_YOUR TASK:_ Print out the entries below with no edits.

□ □ □ □

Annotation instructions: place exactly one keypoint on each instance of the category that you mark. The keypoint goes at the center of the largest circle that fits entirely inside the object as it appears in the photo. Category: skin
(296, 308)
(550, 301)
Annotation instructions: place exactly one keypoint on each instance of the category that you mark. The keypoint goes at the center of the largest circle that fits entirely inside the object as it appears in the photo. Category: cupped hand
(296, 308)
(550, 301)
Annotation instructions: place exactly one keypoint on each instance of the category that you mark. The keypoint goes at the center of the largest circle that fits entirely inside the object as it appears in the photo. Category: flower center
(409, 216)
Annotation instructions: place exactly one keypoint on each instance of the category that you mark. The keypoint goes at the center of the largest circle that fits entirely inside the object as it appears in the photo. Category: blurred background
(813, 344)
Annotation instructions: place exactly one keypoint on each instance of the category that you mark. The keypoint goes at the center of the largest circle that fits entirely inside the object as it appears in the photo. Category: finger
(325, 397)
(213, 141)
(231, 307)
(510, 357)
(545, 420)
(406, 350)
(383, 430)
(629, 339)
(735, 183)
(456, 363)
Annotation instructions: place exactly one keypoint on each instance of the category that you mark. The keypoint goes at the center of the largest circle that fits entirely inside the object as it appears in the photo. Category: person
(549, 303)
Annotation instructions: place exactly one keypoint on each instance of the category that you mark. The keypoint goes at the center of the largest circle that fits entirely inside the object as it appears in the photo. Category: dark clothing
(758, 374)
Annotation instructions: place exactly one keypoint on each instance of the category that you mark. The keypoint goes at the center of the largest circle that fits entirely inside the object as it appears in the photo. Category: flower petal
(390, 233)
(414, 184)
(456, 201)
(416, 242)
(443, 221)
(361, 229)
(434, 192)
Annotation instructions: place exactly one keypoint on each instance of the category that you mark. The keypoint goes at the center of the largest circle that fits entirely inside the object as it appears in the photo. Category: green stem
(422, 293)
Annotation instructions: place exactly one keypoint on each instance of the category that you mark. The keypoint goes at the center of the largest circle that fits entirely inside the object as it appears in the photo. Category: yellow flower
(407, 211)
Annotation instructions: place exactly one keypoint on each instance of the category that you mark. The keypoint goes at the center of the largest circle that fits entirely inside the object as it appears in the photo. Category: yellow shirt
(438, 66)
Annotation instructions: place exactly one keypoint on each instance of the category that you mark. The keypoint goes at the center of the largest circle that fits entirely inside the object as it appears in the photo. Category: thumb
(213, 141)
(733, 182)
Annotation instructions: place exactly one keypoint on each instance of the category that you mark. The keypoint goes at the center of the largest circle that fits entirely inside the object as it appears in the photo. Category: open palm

□ □ □ □

_FINISHED ANSWER:_
Annotation instructions: place exactly one keypoint on each instance of the category that you mark. The keypoint goes at the center of the largest circle that fits entirely inside the object as it appears in the photo. Category: skin
(296, 308)
(550, 301)
Annotation instructions: place exactly one keypoint on each instance of the category that you mark. The keypoint goes at the center of the largest circle that fits entirely inside the object as it appears in the photo. Category: cupped hand
(296, 308)
(550, 301)
Annotation instructions: place exactly one keypoint on each instance of the category that you mark. The keypoint goes at the center of the largest circle that fits entirely inside the object as it appears in the photo. Category: flower center
(409, 216)
Annotation instructions: place exactly one keypoint on each instance of the category that you mark. The keypoint goes at the center of the largest circle that fits entirely inside the object as it appears in the photo. Category: blurred background
(813, 344)
Annotation instructions: place exactly one keypoint on each instance of the category that you mark. The keypoint goes at the center of the largest circle that fits entirely inside the object as it appears in the photo. Category: finger
(325, 397)
(213, 141)
(231, 307)
(510, 357)
(545, 420)
(406, 350)
(383, 430)
(629, 339)
(735, 183)
(456, 363)
Annotation instructions: place exactly one keypoint on each instance of the category that you mark. The keypoint goes at the center of the largest circle that fits entirely inside the object as it appears in the photo. Category: person
(549, 303)
Annotation instructions: place exactly one keypoint on each instance of the category that you mark. The keypoint goes at the center of the largest circle that fits entirely inside the object as it appears in the photo. Category: dark clothing
(758, 374)
Annotation instructions: place exactly one keypoint on each instance of the category that you mark. The keypoint goes at the center of the largest circle that fits entirely inside the object as it appears in the photo. Category: flower petal
(390, 233)
(414, 184)
(456, 201)
(416, 242)
(443, 221)
(361, 229)
(434, 192)
Annotation instructions: place exactly one keypoint on each instance of the category that you mark. The keypoint goes at the center of the largest circle that fits entirely inside the object as it appears in the photo. Category: green stem
(422, 293)
Annotation instructions: place exactly one keypoint on each instance of the category that you mark. The keypoint goes at the center of the largest circle that fits entirely inside the object as it appears in the photo. Category: yellow flower
(407, 211)
Annotation instructions: place exactly one keypoint on each instance of the category that you mark. The keypoint goes at the center of the largest circle that fits entirely inside the object as it appears in the photo. Category: yellow shirt
(438, 66)
Annotation instructions: place exactly one keypoint on each instance of the category that you mark. The keypoint goes at the center of the largest circle that fits entirely inside the object as it appears in the photo. Category: thumb
(213, 141)
(733, 182)
Annotation instructions: place exactly one keypoint on each instance of the category that you mark. The keypoint goes at the center of the largest circle that fits entirely inside the object as it appears in the photo. Category: open palm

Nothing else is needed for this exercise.